Task brief
Copy out only the lines from the one containing "Target: rocky outcrop in water" through the end of the items, requests included. Scale every x and y coordinate in the answers by 0.45, rounding to whole numbers with halves rounded up.

** start **

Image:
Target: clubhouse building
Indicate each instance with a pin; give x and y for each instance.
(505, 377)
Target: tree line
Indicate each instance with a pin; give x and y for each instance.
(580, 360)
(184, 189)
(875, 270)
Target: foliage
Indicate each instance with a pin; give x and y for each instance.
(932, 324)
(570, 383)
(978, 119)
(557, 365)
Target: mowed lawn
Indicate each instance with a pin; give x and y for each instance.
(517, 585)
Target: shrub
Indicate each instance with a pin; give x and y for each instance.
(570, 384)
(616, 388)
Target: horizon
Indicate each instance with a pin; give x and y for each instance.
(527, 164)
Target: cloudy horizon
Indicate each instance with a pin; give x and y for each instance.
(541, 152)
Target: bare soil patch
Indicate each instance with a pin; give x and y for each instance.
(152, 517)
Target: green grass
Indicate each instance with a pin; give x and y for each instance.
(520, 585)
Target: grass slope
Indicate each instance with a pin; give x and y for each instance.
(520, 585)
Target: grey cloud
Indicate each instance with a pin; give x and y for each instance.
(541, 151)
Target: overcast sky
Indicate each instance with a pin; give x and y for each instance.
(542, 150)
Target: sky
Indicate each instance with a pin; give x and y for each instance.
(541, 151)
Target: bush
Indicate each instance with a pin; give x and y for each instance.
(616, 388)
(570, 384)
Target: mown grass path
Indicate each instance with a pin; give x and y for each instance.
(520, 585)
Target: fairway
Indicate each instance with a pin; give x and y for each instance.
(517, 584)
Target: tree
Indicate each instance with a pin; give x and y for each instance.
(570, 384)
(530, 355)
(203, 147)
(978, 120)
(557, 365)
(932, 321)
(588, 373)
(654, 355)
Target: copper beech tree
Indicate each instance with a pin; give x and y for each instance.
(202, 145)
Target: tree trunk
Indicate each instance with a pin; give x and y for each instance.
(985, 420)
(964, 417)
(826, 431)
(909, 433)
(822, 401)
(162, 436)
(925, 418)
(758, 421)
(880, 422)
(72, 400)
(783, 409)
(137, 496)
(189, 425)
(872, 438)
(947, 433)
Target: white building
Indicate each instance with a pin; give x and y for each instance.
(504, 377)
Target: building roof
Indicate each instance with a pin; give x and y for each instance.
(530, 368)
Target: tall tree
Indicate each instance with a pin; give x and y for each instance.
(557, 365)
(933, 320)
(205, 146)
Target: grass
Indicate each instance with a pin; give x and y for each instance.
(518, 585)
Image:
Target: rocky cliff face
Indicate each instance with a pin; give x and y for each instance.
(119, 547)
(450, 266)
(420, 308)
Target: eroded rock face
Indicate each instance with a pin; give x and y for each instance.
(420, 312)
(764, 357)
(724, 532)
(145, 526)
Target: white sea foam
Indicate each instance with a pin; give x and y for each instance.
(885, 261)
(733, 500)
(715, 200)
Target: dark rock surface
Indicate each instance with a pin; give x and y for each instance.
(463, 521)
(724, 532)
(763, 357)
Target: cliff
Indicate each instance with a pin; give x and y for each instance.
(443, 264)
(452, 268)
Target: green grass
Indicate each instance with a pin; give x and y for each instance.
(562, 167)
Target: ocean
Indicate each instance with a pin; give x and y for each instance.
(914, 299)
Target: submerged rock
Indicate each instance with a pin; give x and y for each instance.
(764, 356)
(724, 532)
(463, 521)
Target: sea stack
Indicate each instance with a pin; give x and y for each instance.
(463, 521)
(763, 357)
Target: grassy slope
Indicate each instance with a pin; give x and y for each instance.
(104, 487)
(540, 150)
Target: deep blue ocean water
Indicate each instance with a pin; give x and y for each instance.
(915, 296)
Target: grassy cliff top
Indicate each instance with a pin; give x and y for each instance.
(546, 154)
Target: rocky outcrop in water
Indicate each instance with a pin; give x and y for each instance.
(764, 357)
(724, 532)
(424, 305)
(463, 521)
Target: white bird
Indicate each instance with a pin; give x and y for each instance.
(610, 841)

** end **

Task output
Target: rocky outcrop in water
Indicate each instance with a pin; give x and y for each instance.
(344, 161)
(326, 239)
(191, 137)
(208, 234)
Target: white bird
Indicate each instance with a pin; give x and y for each instance.
(275, 378)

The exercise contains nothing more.